• _SET PROBLEM_
Edit the data starting at the line that contains "Practice step: locate the sailing" and ending at the end of the data, replacing "dot" with "marker" and leaving everything else unchanged. Return only those lines.

• _SUPPLIED MATERIAL_
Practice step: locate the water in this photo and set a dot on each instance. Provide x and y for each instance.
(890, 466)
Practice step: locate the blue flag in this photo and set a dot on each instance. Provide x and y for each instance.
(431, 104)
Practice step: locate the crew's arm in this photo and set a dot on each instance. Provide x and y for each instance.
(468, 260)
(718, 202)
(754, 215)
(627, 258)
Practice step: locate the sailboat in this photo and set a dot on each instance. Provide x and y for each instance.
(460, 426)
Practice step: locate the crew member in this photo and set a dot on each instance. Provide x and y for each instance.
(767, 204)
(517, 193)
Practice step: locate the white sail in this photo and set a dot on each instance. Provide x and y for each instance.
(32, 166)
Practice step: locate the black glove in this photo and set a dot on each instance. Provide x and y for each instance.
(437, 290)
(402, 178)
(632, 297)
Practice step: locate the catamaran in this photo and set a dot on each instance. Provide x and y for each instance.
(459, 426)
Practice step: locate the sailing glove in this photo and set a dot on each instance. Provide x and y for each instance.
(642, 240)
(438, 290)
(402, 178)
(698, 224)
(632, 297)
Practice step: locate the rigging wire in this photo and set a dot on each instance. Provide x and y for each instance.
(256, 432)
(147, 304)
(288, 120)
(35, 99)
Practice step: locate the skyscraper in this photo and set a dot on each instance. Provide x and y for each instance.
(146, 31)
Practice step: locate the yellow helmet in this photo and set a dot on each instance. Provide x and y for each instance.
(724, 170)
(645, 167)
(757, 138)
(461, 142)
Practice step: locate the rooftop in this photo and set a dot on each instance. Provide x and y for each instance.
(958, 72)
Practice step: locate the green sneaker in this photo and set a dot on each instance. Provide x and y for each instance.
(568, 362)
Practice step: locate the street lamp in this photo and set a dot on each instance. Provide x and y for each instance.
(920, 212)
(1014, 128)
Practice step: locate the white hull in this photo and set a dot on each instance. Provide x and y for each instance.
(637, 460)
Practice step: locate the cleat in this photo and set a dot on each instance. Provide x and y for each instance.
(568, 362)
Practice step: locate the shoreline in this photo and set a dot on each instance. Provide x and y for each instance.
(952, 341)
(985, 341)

• _IN RESPONSE_
Practice step: locate the sailing glove in this photo and set a marker on each instance. Provide x and y for each instance.
(642, 240)
(438, 290)
(402, 178)
(698, 224)
(632, 297)
Practice step: locate the rigging wire in this photo and set a marker on each instance. Provide x and y for each instance.
(256, 432)
(147, 304)
(288, 120)
(35, 99)
Practice step: locate the skyscraper in this photo and set a marker on each instance. Provide x and y for each instance.
(146, 31)
Practice step: locate the yellow helmet in this photo and set a marker on each instance. Provide x and y for each instance.
(724, 170)
(645, 167)
(757, 138)
(461, 142)
Practice step: locate the rooftop in this photo and set a marker on each instance. Provide x and y for each instance.
(958, 72)
Practice step: locate the green sneaker in this photo and set a marker on each instance. Provide x and y for each instance.
(568, 362)
Practice step: locate the street lamp in this photo and set a marker on each instance. Provide x and y for each instance.
(920, 212)
(1014, 128)
Practice step: locate the white hull in this photo and set a marker on each instance. Provide x and y for each instance.
(637, 460)
Practice step: locate the cleat in this photo and set a marker on each instance. Provide x and y for each instance.
(568, 362)
Practice step: locate the shoreline in this photo and set a marker on each instance. Provide x and y for each instance.
(952, 341)
(985, 341)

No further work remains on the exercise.